▶ Data
== == ==

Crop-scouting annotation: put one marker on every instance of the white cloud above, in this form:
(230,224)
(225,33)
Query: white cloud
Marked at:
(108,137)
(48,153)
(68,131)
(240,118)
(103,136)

== == ==

▶ Your goal
Now that the records have been shown, restate each one word for word.

▶ Written answer
Crop-scouting annotation: put one marker on every instance of the white cloud above, in this form:
(230,224)
(225,33)
Query: white cloud
Marked at:
(108,137)
(48,153)
(68,131)
(240,118)
(103,136)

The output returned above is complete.